## The data:
--------------------------------------------------

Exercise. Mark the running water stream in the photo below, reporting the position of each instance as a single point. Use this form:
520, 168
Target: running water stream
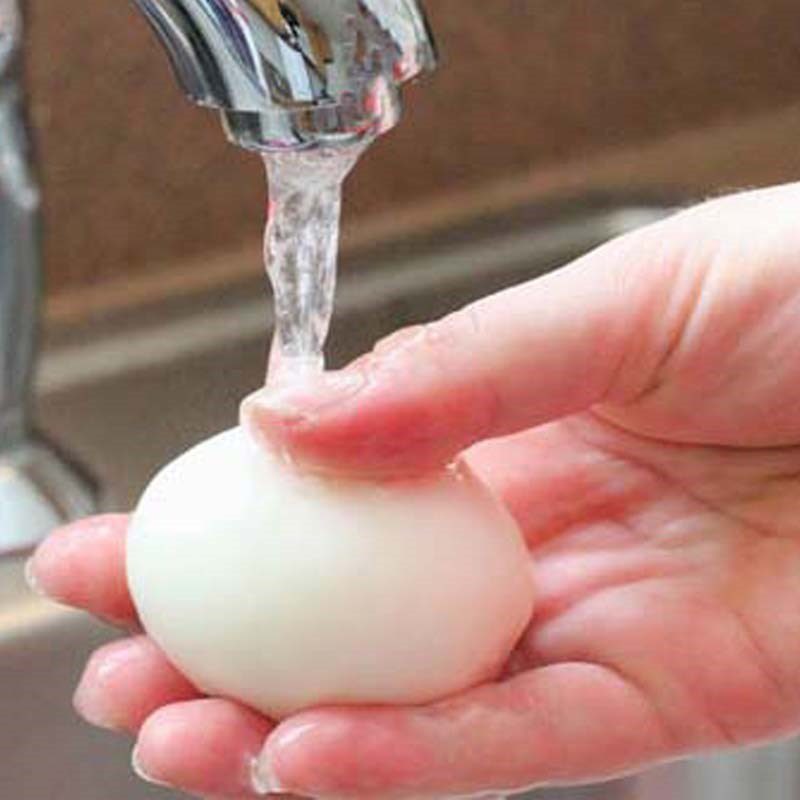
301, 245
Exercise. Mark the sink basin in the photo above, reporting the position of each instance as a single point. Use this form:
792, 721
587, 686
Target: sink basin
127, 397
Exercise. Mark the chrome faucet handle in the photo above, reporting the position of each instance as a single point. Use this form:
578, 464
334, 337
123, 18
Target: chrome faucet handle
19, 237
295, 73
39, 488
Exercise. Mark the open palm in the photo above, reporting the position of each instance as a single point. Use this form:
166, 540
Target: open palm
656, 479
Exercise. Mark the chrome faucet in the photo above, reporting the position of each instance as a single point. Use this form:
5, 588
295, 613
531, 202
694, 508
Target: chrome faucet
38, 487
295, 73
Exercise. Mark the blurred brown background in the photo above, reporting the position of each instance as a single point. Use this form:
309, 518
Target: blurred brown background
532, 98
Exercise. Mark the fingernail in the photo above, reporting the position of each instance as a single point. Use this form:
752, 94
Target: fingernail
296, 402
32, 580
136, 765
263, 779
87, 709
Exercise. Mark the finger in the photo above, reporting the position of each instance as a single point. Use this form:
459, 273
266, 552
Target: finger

--------------------------------------------------

## Required task:
Write out the items word for word, starting at the line that contains "Exercise. Mark the chrome faucet in" and ending at the last line of the items.

## Correct output:
Exercise. Mark the chrome faucet in the photo above, reporting the position of each instance as a single point. Use this form:
5, 588
295, 613
531, 202
694, 508
Target: chrome faucet
38, 487
295, 73
Exercise. Mark the blurred brown background in the photo above, reporting the position of each instance as a single point. Use this form:
309, 518
Target: blurred brown background
532, 98
Exercise. Mark the fingernail in the photo above, reporting the position of each instance as a single point. Use this form:
752, 94
Target: fingernail
296, 402
32, 580
136, 765
263, 779
87, 709
Exercise. Mark the finger in the photo above, reporting the position of each instance as a single point. Use this form:
459, 273
266, 552
Target: finger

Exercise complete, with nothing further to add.